** Records for the task follows **
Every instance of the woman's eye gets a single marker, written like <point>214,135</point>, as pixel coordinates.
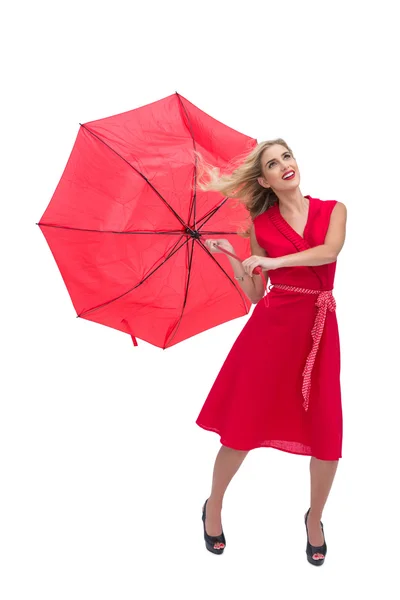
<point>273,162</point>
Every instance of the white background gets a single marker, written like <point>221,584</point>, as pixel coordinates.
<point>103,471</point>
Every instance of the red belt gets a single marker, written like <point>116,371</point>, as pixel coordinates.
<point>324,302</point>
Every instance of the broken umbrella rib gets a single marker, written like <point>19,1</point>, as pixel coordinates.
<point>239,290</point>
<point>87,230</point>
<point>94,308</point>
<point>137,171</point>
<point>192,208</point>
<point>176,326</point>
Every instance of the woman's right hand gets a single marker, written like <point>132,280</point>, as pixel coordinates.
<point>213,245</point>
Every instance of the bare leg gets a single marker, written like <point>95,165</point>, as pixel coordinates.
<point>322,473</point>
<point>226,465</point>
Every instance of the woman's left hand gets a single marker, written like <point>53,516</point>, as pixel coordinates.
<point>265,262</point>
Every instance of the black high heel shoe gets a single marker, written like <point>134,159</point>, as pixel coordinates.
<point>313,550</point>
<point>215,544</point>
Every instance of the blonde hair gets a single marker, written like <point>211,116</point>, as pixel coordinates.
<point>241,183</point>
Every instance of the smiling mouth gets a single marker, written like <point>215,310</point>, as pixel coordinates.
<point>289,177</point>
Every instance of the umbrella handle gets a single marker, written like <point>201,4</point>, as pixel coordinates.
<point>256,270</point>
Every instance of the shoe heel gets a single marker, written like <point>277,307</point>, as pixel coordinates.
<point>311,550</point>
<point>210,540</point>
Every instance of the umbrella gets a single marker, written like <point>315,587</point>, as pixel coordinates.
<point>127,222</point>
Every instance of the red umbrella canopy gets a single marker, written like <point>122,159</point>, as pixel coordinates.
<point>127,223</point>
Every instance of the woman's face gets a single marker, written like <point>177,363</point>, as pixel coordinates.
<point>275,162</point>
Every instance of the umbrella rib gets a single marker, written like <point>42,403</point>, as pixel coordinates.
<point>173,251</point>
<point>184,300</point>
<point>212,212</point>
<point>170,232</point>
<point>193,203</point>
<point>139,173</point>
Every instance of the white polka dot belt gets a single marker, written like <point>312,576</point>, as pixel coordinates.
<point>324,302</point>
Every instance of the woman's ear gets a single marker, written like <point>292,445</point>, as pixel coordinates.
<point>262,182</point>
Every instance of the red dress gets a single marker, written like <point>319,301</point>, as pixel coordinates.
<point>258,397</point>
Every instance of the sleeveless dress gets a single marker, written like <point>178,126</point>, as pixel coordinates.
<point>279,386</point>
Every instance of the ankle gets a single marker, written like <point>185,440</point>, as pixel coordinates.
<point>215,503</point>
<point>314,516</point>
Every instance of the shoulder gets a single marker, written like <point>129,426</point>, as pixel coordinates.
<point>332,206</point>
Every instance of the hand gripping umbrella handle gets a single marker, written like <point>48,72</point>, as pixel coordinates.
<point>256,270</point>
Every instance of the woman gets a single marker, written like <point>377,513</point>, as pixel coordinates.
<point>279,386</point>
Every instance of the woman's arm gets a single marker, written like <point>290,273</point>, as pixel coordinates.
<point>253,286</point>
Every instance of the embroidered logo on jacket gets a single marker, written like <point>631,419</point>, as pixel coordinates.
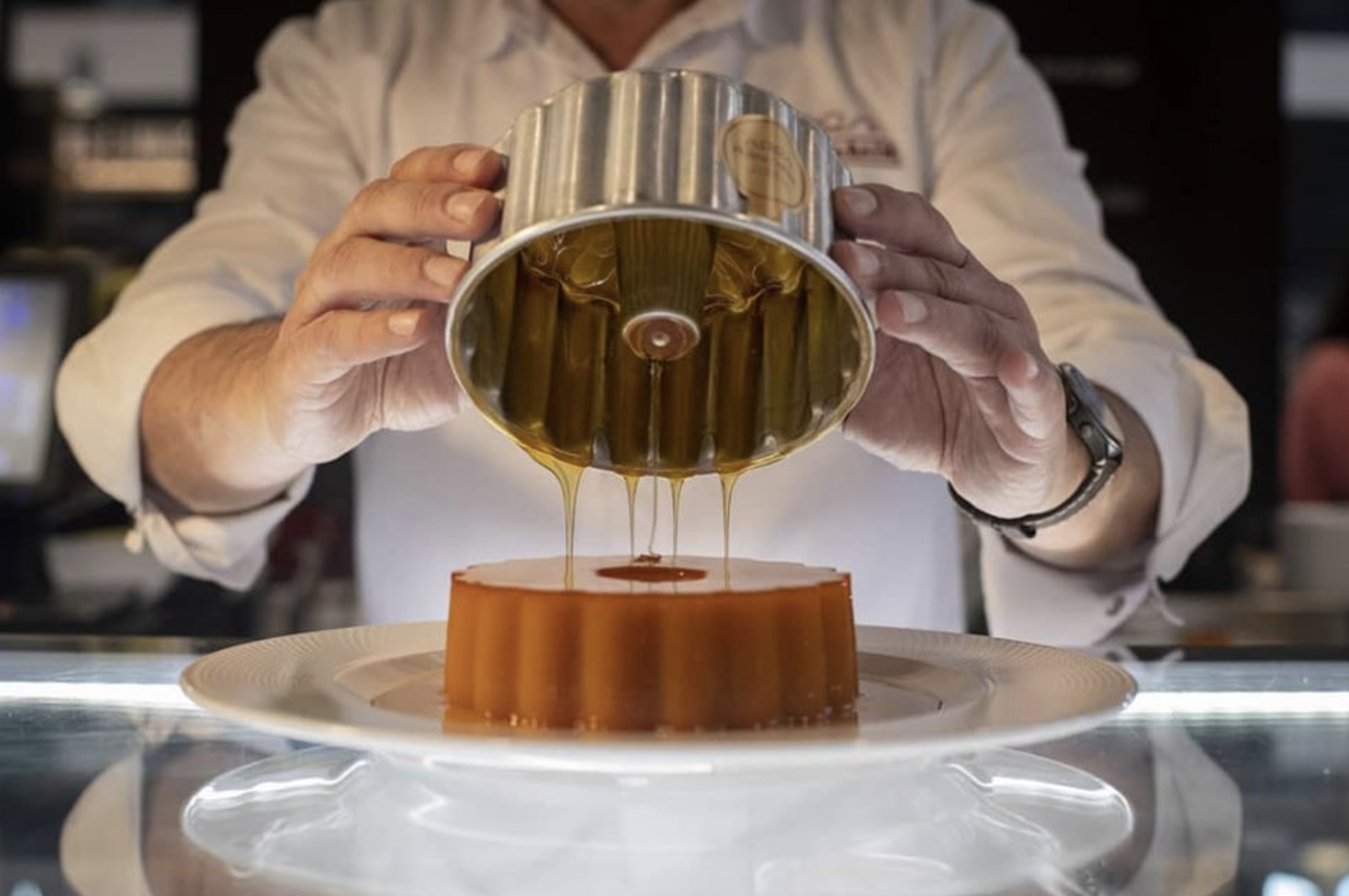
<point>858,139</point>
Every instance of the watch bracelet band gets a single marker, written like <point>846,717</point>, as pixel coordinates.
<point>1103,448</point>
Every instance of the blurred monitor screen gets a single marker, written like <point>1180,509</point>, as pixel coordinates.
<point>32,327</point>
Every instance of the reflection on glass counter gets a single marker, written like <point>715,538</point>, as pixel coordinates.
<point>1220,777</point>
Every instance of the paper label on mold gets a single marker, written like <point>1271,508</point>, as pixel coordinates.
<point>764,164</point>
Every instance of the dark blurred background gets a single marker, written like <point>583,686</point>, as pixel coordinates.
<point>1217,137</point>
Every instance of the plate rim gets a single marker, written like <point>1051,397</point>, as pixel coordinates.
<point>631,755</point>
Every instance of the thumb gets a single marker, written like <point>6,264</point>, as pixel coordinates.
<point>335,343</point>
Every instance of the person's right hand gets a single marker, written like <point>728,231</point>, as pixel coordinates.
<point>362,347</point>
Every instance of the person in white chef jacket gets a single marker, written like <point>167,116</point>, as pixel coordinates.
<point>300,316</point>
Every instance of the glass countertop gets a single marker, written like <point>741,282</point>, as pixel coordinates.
** End of Records for the task **
- _Problem_
Everything from the line with "Every instance of the blurred" through the last line of the data above, please return word for word, and no other line.

- _Your response_
Every instance of the blurred monitor screen gets a single marker, written like <point>1180,509</point>, as pixel coordinates.
<point>32,327</point>
Every instance of the reflection on glass counter gets a single marker, written like <point>715,538</point>, as pixel coordinates.
<point>1220,777</point>
Every instance of the paper label on mold gets a single marker, written like <point>1271,508</point>, as pixel coordinates.
<point>764,164</point>
Every instance of the dark blurred background gets a single marker, written like <point>583,686</point>, as pixel coordinates.
<point>1217,137</point>
Every instance of the plate rim gets a single marker, written like <point>1051,397</point>, as pixel coordinates.
<point>631,755</point>
Every instance of the thumb gets a single marker, written like <point>6,264</point>, as pixel coordinates.
<point>335,343</point>
Every instance of the person's right hand gets a single marker, written like <point>728,231</point>, as pixel coordinates.
<point>362,347</point>
Every instance of the person in white chef jacket gets a single marker, written like <point>167,116</point>, as pixel coordinates.
<point>300,316</point>
Every instance of the glass countertop gets a single marker, written like <point>741,282</point>, as pixel coordinates.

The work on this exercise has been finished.